Given problem
The records that follow must be reproduced in full, exactly as written.

Collection entries:

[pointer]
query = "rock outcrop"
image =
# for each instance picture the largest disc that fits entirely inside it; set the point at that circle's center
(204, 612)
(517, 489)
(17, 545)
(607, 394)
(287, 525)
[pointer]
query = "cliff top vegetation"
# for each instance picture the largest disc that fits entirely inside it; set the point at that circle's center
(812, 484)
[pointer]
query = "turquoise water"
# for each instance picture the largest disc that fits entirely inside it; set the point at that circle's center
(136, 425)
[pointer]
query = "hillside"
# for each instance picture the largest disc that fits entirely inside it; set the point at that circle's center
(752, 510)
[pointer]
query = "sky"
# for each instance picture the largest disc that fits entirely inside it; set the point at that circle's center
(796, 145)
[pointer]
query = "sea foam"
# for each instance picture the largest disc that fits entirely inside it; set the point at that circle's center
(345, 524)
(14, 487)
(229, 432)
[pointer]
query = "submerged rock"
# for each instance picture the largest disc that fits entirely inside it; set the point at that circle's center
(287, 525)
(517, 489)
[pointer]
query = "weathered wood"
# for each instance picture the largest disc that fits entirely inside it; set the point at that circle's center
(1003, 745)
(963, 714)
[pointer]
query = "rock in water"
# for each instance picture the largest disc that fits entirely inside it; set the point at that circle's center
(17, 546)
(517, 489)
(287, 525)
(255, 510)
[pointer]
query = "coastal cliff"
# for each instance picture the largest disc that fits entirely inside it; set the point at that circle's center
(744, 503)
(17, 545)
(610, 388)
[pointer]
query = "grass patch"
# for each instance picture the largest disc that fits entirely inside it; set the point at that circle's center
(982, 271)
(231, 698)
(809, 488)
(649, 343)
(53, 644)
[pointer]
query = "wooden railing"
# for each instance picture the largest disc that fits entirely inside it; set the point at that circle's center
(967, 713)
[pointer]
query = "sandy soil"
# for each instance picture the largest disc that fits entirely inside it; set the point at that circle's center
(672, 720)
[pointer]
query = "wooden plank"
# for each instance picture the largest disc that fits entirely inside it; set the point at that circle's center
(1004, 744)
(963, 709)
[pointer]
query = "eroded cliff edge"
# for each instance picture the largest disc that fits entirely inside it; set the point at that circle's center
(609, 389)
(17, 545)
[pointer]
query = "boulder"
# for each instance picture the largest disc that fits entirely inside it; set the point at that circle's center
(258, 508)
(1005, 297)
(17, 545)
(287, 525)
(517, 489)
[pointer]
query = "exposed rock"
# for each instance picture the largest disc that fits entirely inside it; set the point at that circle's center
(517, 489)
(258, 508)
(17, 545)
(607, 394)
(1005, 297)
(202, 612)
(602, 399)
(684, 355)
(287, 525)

Output for this task
[pointer]
query = "rock outcrop"
image =
# for each instance picture the largest disc that fits entirely inside it; set the point at that circle's center
(204, 612)
(517, 489)
(17, 545)
(607, 394)
(287, 525)
[pointer]
query = "cliff top vegetation"
# for each instance picture the largest disc that fits entirely inside it; set the point at that circle's center
(812, 484)
[pointer]
query = "turquoise water"
# for each instance picture the largest disc that fits entirely inside it; set the point at that circle's center
(136, 425)
[pointer]
query = "hillside"
# for each instance picture the largest disc that fits entirely inside it; set the point at that circle's center
(752, 510)
[pointer]
query = "sky"
# for each instance picture the largest disc that fits entirely inside it; set the point at that circle's center
(796, 145)
[pointer]
query = "sea foam"
# for each instance picture the largest disc that fits entirely inside it; set the point at that circle's center
(345, 524)
(14, 487)
(229, 432)
[pointer]
query = "submerged rock"
# for each instance picture the largest disc that fits entirely inside it; set the point at that circle's center
(287, 525)
(517, 489)
[pointer]
query = "weathered wood"
# for each instance picture the largest disc that fits entirely inside it; set the point at that circle's center
(1003, 745)
(963, 714)
[pointer]
query = "rock in water"
# for each instance picture the largest disc that fits entirely inside it; set the point at that circle's center
(17, 546)
(517, 489)
(287, 525)
(255, 510)
[pointer]
query = "coastal cliff"
# for each instance picture the largest disc that fits entirely inside it; set the point at that circle's center
(744, 503)
(17, 545)
(610, 388)
[pointer]
query = "grass patch"
# for each instance picture the largest disc that fits entirely inside it; set the point at that circle's center
(982, 271)
(231, 698)
(809, 488)
(649, 343)
(53, 644)
[pointer]
query = "wooden railing"
# for each instance picture the largest disc that fits entirely inside it; set the point at that circle's center
(967, 713)
[pointer]
query = "sandy soil"
# for each instance picture the largest disc that fits entirely inside it; set the point at that circle's center
(672, 720)
[pointer]
query = "wooden plank"
# for each instance picture the largest disc that fits entirely inside it; set the point at that circle's center
(1004, 744)
(963, 709)
[pointer]
query = "eroded cliff edge"
# for each instance picture the largest disc that fits entirely inside it; set the point at that circle's center
(609, 389)
(17, 545)
[pointer]
query = "boulder"
# for each instance picture the largest disc that fits entirely inside it; set the point at that circle's center
(258, 508)
(1005, 297)
(17, 545)
(287, 525)
(517, 489)
[pointer]
query = "exposed rock"
# for each instance picture the largest disc that fits entirely inside it; set the point at that circle's center
(517, 489)
(258, 508)
(17, 545)
(607, 394)
(1005, 297)
(202, 612)
(602, 399)
(684, 355)
(287, 525)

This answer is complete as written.